What this task involves: Rewrite all of the records below with every occurrence of "leaf" changed to "foliage", keeping everything else identical.

— START —

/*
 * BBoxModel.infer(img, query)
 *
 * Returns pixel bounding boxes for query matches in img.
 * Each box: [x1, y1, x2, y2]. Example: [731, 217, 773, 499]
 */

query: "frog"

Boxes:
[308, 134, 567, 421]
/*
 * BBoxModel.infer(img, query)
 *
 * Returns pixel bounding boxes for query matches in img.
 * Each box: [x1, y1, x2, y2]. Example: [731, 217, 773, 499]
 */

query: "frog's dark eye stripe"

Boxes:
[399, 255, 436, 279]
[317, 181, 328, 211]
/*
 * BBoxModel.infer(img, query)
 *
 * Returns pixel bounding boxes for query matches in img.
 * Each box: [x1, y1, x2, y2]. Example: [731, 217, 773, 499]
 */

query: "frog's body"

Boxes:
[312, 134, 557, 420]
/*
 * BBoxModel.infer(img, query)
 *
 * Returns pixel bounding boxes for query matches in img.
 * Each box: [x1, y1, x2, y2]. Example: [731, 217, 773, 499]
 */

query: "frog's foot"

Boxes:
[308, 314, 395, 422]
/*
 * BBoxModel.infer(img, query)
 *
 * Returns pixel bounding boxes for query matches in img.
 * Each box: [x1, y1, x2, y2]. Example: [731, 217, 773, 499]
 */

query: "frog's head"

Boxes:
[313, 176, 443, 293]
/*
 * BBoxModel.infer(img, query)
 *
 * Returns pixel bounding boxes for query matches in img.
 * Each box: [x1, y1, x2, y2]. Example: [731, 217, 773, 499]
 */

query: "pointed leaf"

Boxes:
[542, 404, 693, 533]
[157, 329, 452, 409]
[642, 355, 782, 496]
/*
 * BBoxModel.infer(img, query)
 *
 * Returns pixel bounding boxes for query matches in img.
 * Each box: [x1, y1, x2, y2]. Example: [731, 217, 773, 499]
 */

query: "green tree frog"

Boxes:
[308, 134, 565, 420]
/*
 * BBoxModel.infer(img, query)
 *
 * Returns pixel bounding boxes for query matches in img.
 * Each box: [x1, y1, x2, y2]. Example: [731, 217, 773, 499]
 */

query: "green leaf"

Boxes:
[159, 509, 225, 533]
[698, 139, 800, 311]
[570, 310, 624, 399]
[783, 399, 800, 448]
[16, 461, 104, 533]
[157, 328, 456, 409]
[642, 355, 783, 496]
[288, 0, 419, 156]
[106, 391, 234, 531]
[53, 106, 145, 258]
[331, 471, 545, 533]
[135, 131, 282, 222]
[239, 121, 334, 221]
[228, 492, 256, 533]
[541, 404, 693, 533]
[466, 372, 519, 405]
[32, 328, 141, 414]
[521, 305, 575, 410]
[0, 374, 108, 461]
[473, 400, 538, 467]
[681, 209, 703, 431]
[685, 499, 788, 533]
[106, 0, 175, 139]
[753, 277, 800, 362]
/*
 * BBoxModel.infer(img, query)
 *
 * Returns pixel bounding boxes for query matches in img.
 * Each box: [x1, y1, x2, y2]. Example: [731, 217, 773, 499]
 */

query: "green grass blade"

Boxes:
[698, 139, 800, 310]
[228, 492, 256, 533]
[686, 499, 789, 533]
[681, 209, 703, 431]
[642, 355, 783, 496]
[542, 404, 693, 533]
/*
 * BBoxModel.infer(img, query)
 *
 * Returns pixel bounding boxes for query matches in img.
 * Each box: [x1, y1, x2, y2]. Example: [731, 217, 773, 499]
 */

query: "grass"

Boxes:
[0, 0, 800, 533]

— END —

Correct response:
/*
 * BBoxModel.infer(img, query)
 *
 * Returns pixel bounding boxes for query matches in img.
 * Each box: [x1, y1, x2, y2]. Example: [731, 217, 773, 499]
 */

query: "frog"

Boxes:
[308, 134, 567, 421]
/*
 * BBoxModel.infer(img, query)
 *
 * Returns pixel bounding boxes for query matches in img.
 * Each box: [x1, y1, x2, y2]. Example: [731, 217, 773, 499]
 */

query: "frog's dark eye stripe"

Boxes:
[399, 255, 436, 279]
[317, 181, 328, 211]
/*
 * BBoxModel.infer(img, query)
 *
 * Returns pixel bounding boxes for query matches in img.
 * Each box: [x1, y1, x2, y2]. Example: [731, 217, 773, 499]
 */

query: "frog's body"

Boxes:
[312, 134, 557, 420]
/*
 * BBoxModel.infer(img, query)
 *
 * Returns pixel bounding boxes for query matches in img.
 * Each box: [x1, y1, x2, y2]. Example: [731, 217, 773, 499]
 */

query: "frog's foot"

Boxes:
[308, 314, 395, 422]
/*
 * BBoxModel.infer(img, query)
 *
 * Returns pixel bounding boxes for query matches in img.
 * Each box: [x1, y1, x2, y2]. Example: [731, 217, 773, 499]
 */

query: "frog's head"

Boxes:
[313, 176, 443, 293]
/*
 * BBoxModel.infer(img, query)
 *
 * Returns pixel bounding boxes for query matches in img.
 * Each box: [x1, y1, x2, y2]. Example: [731, 217, 773, 499]
 */

query: "pointed foliage"

Boxes:
[542, 404, 693, 533]
[157, 329, 452, 409]
[642, 355, 782, 496]
/*
 * BBoxModel.infer(img, query)
 *
 * Returns pixel bounding boxes for query matches in img.
 * Each box: [x1, y1, x2, y2]. Example: [731, 217, 773, 499]
 */

query: "green tree frog"

Boxes:
[308, 134, 565, 420]
/*
 * BBoxModel.infer(img, query)
 *
 * Returns pixel bounding boxes for query matches in img.
 * Each box: [x1, y1, x2, y2]. Example: [731, 217, 773, 499]
 */

query: "green foliage"

Boxes:
[159, 509, 225, 533]
[698, 139, 800, 311]
[570, 310, 624, 399]
[783, 399, 800, 448]
[16, 461, 104, 533]
[157, 328, 456, 409]
[642, 355, 783, 496]
[288, 0, 419, 156]
[106, 391, 234, 531]
[53, 106, 145, 258]
[331, 471, 545, 533]
[135, 131, 282, 222]
[239, 121, 334, 221]
[228, 492, 256, 533]
[541, 404, 693, 533]
[466, 372, 519, 405]
[32, 328, 141, 414]
[521, 305, 575, 410]
[0, 374, 108, 461]
[473, 400, 538, 467]
[681, 209, 703, 431]
[685, 499, 788, 533]
[106, 0, 175, 139]
[753, 277, 800, 362]
/*
 * BBoxModel.infer(img, query)
 *
 * Returns pixel bounding boxes for query matches in img.
 * Each box: [x1, y1, x2, y2]. Example: [731, 217, 773, 499]
 */

query: "green grass blade"

Boxes:
[698, 139, 800, 310]
[228, 492, 256, 533]
[686, 499, 789, 533]
[681, 209, 703, 431]
[642, 355, 783, 496]
[542, 404, 693, 533]
/*
 * BBoxModel.infer(img, query)
 *
 * Returns pixel bounding boxes for query matches in img.
 * Each box: [x1, y1, x2, y2]. Example: [731, 217, 773, 499]
 */

query: "grass"

Boxes:
[0, 0, 800, 533]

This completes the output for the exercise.